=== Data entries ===
* * * *

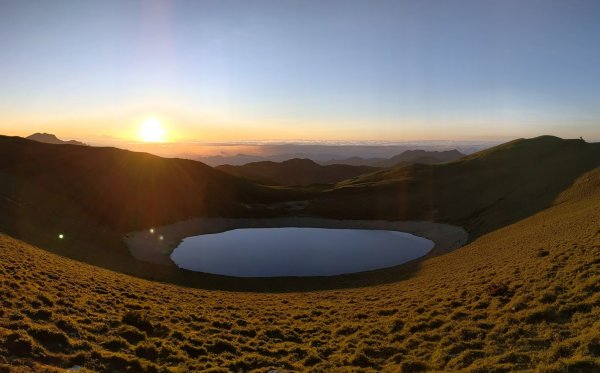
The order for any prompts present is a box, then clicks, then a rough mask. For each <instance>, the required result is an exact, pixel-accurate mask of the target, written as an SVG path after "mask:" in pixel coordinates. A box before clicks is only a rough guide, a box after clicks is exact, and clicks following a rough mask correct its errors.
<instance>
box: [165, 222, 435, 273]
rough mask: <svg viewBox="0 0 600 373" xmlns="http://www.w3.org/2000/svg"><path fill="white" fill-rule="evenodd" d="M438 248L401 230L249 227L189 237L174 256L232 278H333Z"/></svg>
mask: <svg viewBox="0 0 600 373" xmlns="http://www.w3.org/2000/svg"><path fill="white" fill-rule="evenodd" d="M433 246H434V243H433V242H432V241H430V240H428V239H425V238H422V237H418V236H414V235H412V234H409V233H404V232H397V231H384V230H366V229H325V228H249V229H234V230H230V231H227V232H222V233H215V234H204V235H200V236H194V237H188V238H185V239H184V240H183V241H182V242H181V244H180V245H179V246H178V247H177V248H176V249H175V250H174V251H173V253H172V254H171V259H172V260H173V262H175V264H177V266H178V267H180V268H184V269H188V270H191V271H198V272H206V273H214V274H220V275H227V276H238V277H274V276H329V275H339V274H343V273H354V272H362V271H368V270H372V269H378V268H385V267H392V266H395V265H398V264H402V263H405V262H408V261H410V260H413V259H416V258H419V257H421V256H423V255H425V254H427V252H429V251H430V250H431V249H432V248H433Z"/></svg>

* * * *

=== Instructions to follow ===
Update the listing above by replacing "rough mask" with "coarse mask" everywhere it occurs, leaving everything else unchanged. Omit the pictures from your answer.

=== Completed exercise ===
The order for any prompts present is a box, then clicks, then a coarse mask. For each <instance>, the required result is an exact, pixel-accurate mask of the target, written as an SVG path after "mask:" in pixel coordinates. A box before clicks is only a rough guide, a box after clicks is exact, and clicks following a coarse mask correct its errors.
<instance>
box: [165, 222, 435, 273]
coarse mask: <svg viewBox="0 0 600 373" xmlns="http://www.w3.org/2000/svg"><path fill="white" fill-rule="evenodd" d="M438 248L401 230L249 227L189 237L174 256L232 278H333Z"/></svg>
mask: <svg viewBox="0 0 600 373" xmlns="http://www.w3.org/2000/svg"><path fill="white" fill-rule="evenodd" d="M433 246H434V243H433V242H432V241H430V240H428V239H425V238H422V237H418V236H414V235H412V234H409V233H404V232H397V231H384V230H366V229H325V228H249V229H234V230H230V231H227V232H222V233H215V234H204V235H200V236H194V237H188V238H185V239H184V240H183V241H182V242H181V244H180V245H179V246H178V247H177V248H176V249H175V250H174V251H173V253H172V254H171V259H172V260H173V262H175V264H177V266H178V267H180V268H184V269H188V270H191V271H198V272H206V273H214V274H220V275H227V276H238V277H274V276H329V275H339V274H343V273H354V272H362V271H368V270H372V269H378V268H385V267H392V266H395V265H398V264H402V263H405V262H408V261H410V260H413V259H416V258H419V257H421V256H423V255H425V254H427V252H429V251H430V250H431V249H432V248H433Z"/></svg>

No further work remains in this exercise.